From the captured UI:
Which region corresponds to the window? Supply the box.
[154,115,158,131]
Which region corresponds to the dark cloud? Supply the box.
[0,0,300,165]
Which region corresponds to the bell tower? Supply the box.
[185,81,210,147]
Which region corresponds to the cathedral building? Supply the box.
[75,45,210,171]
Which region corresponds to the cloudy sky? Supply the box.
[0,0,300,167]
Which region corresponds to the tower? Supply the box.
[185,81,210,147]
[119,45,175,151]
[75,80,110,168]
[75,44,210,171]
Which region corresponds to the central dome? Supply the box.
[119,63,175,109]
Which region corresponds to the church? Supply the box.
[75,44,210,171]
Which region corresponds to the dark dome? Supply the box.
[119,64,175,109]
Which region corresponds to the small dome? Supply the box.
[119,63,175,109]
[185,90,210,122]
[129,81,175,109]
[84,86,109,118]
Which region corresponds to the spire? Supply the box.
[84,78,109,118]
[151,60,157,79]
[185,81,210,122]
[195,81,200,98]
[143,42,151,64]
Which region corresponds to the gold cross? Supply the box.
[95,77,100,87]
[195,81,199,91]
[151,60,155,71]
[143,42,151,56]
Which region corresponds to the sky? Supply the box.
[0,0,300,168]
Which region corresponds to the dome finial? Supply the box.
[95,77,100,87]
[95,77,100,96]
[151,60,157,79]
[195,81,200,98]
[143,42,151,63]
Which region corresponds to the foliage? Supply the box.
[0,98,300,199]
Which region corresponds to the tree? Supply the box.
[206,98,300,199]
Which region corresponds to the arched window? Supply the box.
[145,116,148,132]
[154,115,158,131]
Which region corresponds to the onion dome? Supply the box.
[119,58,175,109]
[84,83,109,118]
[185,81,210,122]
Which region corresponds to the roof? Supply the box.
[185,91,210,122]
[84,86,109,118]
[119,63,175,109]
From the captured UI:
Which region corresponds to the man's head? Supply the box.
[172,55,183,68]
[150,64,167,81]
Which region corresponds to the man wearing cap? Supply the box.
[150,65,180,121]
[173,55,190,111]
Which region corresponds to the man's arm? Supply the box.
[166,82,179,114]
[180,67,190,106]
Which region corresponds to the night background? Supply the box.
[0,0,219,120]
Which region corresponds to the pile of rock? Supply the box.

┄┄┄┄┄┄┄┄┄┄

TASK DESCRIPTION
The listing above should be transcribed in full, exactly as written.

ANSWER TO THIS EXERCISE
From the captured UI:
Which region corresponds to the window? Supply the box.
[154,115,158,131]
Which region corresponds to the dark cloud? Supply the box.
[0,0,300,165]
Which region corresponds to the bell tower? Supply the box.
[185,81,210,147]
Which region corresponds to the cathedral building? Supply the box.
[75,45,210,171]
Which region corresponds to the cloudy sky? Supply the box.
[0,0,300,167]
Which region corresponds to the tower? Supply the box.
[185,81,210,147]
[119,45,175,151]
[75,80,110,168]
[75,44,210,171]
Which region corresponds to the central dome? Supply the box.
[119,63,175,109]
Which region corresponds to the church? Supply the box.
[75,44,210,171]
Which region corresponds to the dark dome? Supply the box.
[119,64,175,109]
Which region corresponds to the small dome? Supply the box.
[119,63,175,109]
[185,90,210,122]
[129,81,175,109]
[84,86,109,118]
Which region corresponds to the spire? Supply the box.
[84,78,109,118]
[151,60,157,79]
[185,81,210,122]
[195,81,200,98]
[143,42,151,64]
Which region corresponds to the gold cross? Supply the box.
[95,77,100,87]
[195,81,199,91]
[151,60,155,71]
[143,42,151,56]
Which region corresponds to the sky? Supply the box.
[0,0,300,168]
Which region corresponds to the dome finial? Supply the box.
[95,77,100,87]
[95,77,100,96]
[151,60,157,79]
[195,81,200,98]
[143,42,151,63]
Which region corresponds to the foliage? Supply the box.
[0,98,300,199]
Which region corresponds to the tree? Supply the box.
[206,98,300,199]
Which region corresponds to the arched window? Supply the box.
[145,116,148,132]
[154,115,158,131]
Which region corresponds to the onion dome? Supply the box.
[119,58,175,109]
[84,83,109,118]
[185,81,210,122]
Which region corresponds to the roof? Supply the box.
[185,91,210,122]
[84,86,109,118]
[119,63,175,109]
From the captured UI:
Which region corresponds to the man's head? Supply the box.
[172,55,183,68]
[150,64,167,81]
Which region corresponds to the man wearing cap? Supply the box.
[150,65,180,121]
[173,55,190,111]
Which region corresponds to the man's arm? Supply the box.
[166,82,179,114]
[180,67,190,106]
Which region corresponds to the night background? Supply the box.
[0,0,219,120]
Which region corresponds to the pile of rock? Supply the box.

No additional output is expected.